[Start SUPPLIED MATERIAL]

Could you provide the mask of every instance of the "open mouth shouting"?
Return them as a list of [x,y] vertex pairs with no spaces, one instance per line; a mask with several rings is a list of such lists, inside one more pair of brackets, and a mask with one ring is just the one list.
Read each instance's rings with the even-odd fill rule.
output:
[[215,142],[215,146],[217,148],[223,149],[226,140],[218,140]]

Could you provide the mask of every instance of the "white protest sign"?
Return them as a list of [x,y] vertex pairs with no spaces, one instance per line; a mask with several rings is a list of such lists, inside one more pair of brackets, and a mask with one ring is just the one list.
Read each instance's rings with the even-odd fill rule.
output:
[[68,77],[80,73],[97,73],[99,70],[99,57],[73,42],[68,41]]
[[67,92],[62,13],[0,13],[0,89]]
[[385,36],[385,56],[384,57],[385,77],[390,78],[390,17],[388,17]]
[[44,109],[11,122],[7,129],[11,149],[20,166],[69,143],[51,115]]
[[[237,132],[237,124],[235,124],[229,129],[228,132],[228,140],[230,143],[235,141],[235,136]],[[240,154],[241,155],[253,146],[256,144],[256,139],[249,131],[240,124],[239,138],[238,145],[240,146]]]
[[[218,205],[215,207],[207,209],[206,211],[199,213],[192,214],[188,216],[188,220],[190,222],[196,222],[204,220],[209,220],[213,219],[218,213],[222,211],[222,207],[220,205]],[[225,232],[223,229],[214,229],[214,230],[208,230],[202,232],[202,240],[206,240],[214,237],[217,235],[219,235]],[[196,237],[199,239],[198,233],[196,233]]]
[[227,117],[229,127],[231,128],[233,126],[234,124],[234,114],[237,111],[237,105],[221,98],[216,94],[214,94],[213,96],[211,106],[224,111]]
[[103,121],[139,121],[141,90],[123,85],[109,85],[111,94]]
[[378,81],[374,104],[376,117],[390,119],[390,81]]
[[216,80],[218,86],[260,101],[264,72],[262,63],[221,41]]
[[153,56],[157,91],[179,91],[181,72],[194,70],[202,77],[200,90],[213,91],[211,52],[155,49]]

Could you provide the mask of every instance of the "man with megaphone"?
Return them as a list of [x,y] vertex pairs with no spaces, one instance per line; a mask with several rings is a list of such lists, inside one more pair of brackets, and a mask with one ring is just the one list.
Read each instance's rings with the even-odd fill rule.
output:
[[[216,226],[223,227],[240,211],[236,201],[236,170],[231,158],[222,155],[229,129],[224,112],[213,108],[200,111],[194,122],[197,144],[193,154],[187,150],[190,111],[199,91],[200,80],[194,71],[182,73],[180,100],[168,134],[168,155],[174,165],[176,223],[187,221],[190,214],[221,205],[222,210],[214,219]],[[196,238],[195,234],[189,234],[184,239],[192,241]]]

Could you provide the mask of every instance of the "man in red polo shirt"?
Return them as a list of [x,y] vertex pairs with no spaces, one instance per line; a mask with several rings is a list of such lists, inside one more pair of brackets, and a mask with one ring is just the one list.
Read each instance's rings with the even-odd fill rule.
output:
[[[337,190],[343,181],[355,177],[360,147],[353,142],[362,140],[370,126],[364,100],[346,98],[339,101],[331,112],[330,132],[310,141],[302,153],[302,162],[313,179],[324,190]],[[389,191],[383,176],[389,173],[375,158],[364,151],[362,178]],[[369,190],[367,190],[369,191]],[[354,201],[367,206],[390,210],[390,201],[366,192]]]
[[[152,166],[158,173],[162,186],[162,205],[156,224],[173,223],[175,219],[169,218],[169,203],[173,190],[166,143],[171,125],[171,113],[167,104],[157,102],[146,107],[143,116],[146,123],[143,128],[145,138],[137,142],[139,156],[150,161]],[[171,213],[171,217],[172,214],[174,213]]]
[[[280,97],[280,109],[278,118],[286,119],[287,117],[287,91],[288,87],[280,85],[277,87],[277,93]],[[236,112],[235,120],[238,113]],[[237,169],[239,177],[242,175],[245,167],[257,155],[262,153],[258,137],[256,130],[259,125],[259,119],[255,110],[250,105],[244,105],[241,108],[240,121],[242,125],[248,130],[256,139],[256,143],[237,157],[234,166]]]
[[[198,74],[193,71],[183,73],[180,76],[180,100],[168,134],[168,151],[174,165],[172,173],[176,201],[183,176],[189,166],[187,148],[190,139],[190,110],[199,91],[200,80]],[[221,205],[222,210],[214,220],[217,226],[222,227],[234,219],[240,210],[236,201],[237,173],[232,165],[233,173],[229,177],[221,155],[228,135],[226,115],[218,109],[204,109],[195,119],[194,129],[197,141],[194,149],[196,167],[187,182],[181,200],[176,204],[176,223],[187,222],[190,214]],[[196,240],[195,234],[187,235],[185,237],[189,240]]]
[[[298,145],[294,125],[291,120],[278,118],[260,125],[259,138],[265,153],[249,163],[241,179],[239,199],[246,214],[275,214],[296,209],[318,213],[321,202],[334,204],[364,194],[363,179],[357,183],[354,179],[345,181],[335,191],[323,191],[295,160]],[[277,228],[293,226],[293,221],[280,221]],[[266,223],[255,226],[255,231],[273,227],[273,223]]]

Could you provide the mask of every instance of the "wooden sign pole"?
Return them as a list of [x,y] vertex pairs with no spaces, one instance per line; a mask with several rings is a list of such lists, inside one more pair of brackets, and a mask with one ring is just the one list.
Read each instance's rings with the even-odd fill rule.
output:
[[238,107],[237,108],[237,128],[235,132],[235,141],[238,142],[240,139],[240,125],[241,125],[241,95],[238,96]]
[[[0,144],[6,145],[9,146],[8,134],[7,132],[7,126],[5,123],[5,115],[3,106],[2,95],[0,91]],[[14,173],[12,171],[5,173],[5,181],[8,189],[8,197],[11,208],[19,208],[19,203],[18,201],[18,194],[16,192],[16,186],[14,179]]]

[End SUPPLIED MATERIAL]

PROBLEM DESCRIPTION: Using the listing above, retype each line exactly.

OUTPUT FOR THIS EXERCISE:
Could you provide the mask of every instance of the "open mouth shouting"?
Return them as a list of [x,y] vertex pairs with no spaces, one instance per line; a mask with several rings is a list of such lists, inside one more pair of brackets, and a mask with one ring is just the one list.
Read each instance's rings with the even-odd fill rule.
output:
[[215,142],[215,146],[217,148],[223,149],[226,140],[218,140]]

Could you provide the mask of every instance of the "white protest sign"?
Return them as a list of [x,y] vertex pairs with no spaces, one instance per line; a mask with several rings is a list of such lists, inside one more pair of brackets, and a mask with one ring is just the one list.
Read each instance's rings with the even-odd fill rule.
output:
[[68,77],[80,73],[97,73],[99,70],[99,57],[73,42],[68,41]]
[[67,92],[62,13],[0,13],[0,89]]
[[385,36],[385,56],[384,57],[385,77],[390,78],[390,17],[388,17]]
[[44,109],[11,122],[7,129],[11,149],[20,166],[69,143],[51,115]]
[[[237,132],[237,124],[235,124],[229,129],[228,132],[228,140],[230,143],[235,141],[235,136]],[[240,154],[241,155],[253,146],[256,144],[256,139],[249,131],[240,124],[239,138],[238,145],[240,146]]]
[[[218,205],[215,207],[207,209],[206,211],[199,213],[192,214],[188,216],[188,220],[190,222],[196,222],[204,220],[209,220],[213,219],[218,213],[222,211],[222,207],[220,205]],[[225,232],[223,229],[214,229],[214,230],[208,230],[202,232],[202,240],[206,240],[214,237],[217,235],[219,235]],[[196,237],[199,239],[198,233],[196,233]]]
[[227,117],[229,127],[231,128],[233,126],[234,124],[234,114],[237,111],[237,105],[221,98],[216,94],[214,94],[213,96],[211,106],[224,111]]
[[103,121],[139,121],[141,90],[123,85],[109,85],[111,94]]
[[378,81],[374,104],[376,117],[390,119],[390,81]]
[[216,80],[218,86],[260,101],[264,72],[262,63],[221,41]]
[[153,56],[157,91],[179,91],[181,72],[194,70],[202,77],[200,90],[213,91],[211,52],[155,49]]

Could you provide the mask of every instance of the "man with megaphone"?
Return them as a list of [x,y] vertex pairs with no spaces, one instance per line; a mask with several rings is a list of such lists, inside one more pair of brackets, and a mask with one ring is just the one list.
Read each instance's rings with the even-odd fill rule.
output:
[[[216,226],[223,227],[240,211],[236,201],[236,170],[231,158],[222,155],[229,129],[224,112],[213,108],[200,111],[194,122],[197,144],[193,154],[187,150],[190,111],[199,91],[200,80],[194,71],[182,73],[180,100],[168,134],[168,155],[174,165],[176,223],[187,221],[190,214],[221,205],[222,210],[214,219]],[[196,238],[195,234],[189,234],[184,239],[192,241]]]

Could you provide the mask of every instance of the "man in red polo shirt"?
Return them as a list of [x,y] vertex pairs with no spaces, one instance per line; a mask with several rings is a list of such lists, inside one more pair of brackets, and a mask with one ring is just the one list.
Read each instance's rings with the even-odd fill rule.
output:
[[[337,190],[343,181],[355,177],[360,147],[353,142],[362,140],[370,126],[364,100],[346,98],[339,101],[331,112],[330,132],[310,141],[302,153],[302,162],[313,179],[324,190]],[[389,191],[383,176],[389,173],[375,158],[364,151],[362,178]],[[369,190],[367,190],[369,191]],[[354,201],[367,206],[390,210],[390,201],[366,192]]]
[[[152,166],[158,173],[162,186],[162,205],[156,224],[173,223],[175,219],[169,218],[169,203],[173,190],[166,143],[171,125],[171,113],[167,104],[157,102],[146,107],[143,116],[146,123],[143,128],[145,138],[137,142],[139,156],[150,161]],[[171,213],[171,217],[172,214],[174,213]]]
[[[280,97],[280,109],[278,118],[286,119],[287,117],[287,91],[288,87],[280,85],[277,87],[277,93]],[[236,112],[235,120],[238,113]],[[237,169],[239,177],[242,175],[245,167],[257,155],[262,153],[258,137],[256,130],[259,125],[259,119],[255,110],[250,105],[244,105],[241,108],[240,121],[242,125],[248,130],[256,139],[256,143],[237,157],[234,166]]]
[[[198,74],[193,71],[183,73],[180,76],[180,100],[168,134],[168,151],[174,165],[172,173],[176,201],[183,176],[189,166],[187,148],[190,139],[190,110],[199,91],[200,80]],[[221,205],[222,210],[214,220],[217,226],[222,227],[234,219],[240,210],[236,201],[237,173],[232,165],[233,173],[229,177],[221,155],[228,135],[226,115],[218,109],[204,109],[195,119],[194,129],[197,141],[194,149],[196,167],[187,182],[181,200],[176,204],[176,223],[187,222],[190,214]],[[196,240],[195,234],[187,235],[185,237],[189,240]]]
[[[298,145],[294,125],[291,120],[278,118],[260,125],[259,138],[265,153],[249,163],[241,179],[239,199],[246,214],[275,214],[296,209],[318,213],[321,202],[334,204],[364,194],[363,179],[357,183],[354,179],[345,181],[335,191],[323,191],[295,160]],[[277,228],[293,226],[293,221],[280,221]],[[266,223],[255,226],[255,231],[273,227],[273,223]]]

Could you provide the mask of every instance of the "wooden sign pole"?
Return them as a list of [x,y] vertex pairs with no spaces, one instance per line; a mask with several rings is a list of such lists, inside one more pair of brackets, and a mask with one ring is just the one list.
Read each instance's rings with the even-odd fill rule.
output:
[[238,107],[237,108],[237,128],[235,132],[235,141],[238,142],[240,139],[240,125],[241,125],[241,95],[238,96]]
[[[0,144],[6,145],[9,146],[8,134],[7,132],[7,126],[5,123],[5,115],[3,106],[2,95],[0,91]],[[14,173],[12,171],[5,173],[5,181],[8,189],[8,197],[11,208],[19,208],[19,203],[18,201],[18,194],[16,192],[16,186],[14,179]]]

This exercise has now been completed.